**THE TASK:** Rescale the rows below by writing out every line again, request included, with each coordinate in the answers multiplied by 1.3 and rounded to the nearest whole number, halves rounding up.

[Entries from a dataset]

»»

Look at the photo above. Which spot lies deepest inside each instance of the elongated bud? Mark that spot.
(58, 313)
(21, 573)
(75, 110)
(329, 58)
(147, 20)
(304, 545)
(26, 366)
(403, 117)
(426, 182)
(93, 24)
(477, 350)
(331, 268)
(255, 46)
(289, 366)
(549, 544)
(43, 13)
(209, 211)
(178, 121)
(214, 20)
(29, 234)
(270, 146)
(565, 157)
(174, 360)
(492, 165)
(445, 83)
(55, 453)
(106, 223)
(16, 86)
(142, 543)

««

**RESPONSE TO THE TASK:**
Look at the photo above. Which spot lies deepest inside each instance of the elongated bud? Mark that spot.
(75, 407)
(27, 745)
(98, 143)
(428, 75)
(191, 26)
(395, 709)
(34, 476)
(524, 152)
(554, 237)
(121, 31)
(620, 455)
(430, 348)
(332, 60)
(376, 476)
(714, 707)
(56, 17)
(272, 274)
(231, 157)
(278, 26)
(38, 304)
(351, 190)
(735, 204)
(226, 468)
(640, 215)
(579, 108)
(72, 589)
(138, 290)
(21, 112)
(185, 706)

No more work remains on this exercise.